— Begin —

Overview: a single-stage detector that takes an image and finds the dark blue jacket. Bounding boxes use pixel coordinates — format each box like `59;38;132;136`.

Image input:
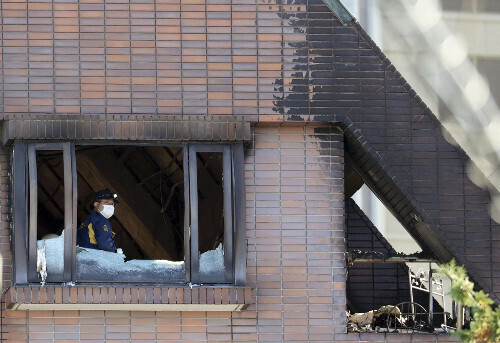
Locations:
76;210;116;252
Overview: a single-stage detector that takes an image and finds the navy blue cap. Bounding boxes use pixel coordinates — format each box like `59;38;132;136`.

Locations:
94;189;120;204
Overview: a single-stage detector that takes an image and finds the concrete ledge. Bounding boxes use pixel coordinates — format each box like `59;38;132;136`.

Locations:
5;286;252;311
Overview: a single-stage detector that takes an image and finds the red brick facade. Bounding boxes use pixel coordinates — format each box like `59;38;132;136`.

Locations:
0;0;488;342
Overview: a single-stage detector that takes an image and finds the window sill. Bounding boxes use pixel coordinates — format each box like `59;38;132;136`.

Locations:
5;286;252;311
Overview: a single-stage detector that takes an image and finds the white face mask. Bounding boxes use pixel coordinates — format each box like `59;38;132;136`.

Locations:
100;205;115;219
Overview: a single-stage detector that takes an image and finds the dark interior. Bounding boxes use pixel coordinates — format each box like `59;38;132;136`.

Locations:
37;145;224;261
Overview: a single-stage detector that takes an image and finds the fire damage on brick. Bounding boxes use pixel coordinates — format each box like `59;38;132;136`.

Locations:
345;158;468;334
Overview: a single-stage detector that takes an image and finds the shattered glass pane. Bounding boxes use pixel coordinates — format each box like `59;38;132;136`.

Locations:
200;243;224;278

— End —
— Begin —

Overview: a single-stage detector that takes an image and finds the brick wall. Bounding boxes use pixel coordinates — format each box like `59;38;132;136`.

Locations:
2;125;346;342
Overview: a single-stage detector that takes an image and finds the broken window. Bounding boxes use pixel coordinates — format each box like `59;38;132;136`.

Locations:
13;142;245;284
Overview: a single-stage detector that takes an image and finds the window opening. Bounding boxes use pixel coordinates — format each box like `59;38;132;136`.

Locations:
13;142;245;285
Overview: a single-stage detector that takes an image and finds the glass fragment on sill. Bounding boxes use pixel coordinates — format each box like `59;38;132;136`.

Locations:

— End —

_What to do_
Please quote the part of the listing that opens with the line containing "the dark blue" and closes with the line containing "37;145;224;261", leaving the pictures out of your answer.

_Answer in full_
Overview: a single-stage detector that takes an image and finds the dark blue jacket. Bounding boxes use pixel coordinates — format each box like `59;38;132;136`.

Image input:
Locations:
76;210;116;252
Overview: a single-stage detector that takes an image and finds the navy blue cap. Bounding boxes use pixel coordinates — format each box like `59;38;132;136`.

Locations:
94;189;120;204
Overview: a single-stage detector that takes an image and finds the concrete ledge. Bounding boxes use pixel coordinates — format each box like `59;38;132;136`.

Locations:
5;286;252;311
Overview: a single-stage detector that takes an image and finds the red brick facade. Bounding boxes use pixel coordinates — format each box like `59;38;132;136`.

Locations:
0;0;488;342
Overview: a single-stage detector that takes an image and finds the window sill. Bounding boxes use pixel coordinates — format each box like `59;38;132;136`.

Locations:
5;286;252;311
Overview: a single-stage detector that takes an image and finds the white face mask. Bounding boxes use pixel coordinates — format each box like `59;38;132;136`.

Locations:
100;205;115;219
Overview: a single-stage detector that takes an image and finds the dark interior. Bounding boxes use pixel coordinates — format each box like `59;38;132;136`.

Locations:
37;145;224;261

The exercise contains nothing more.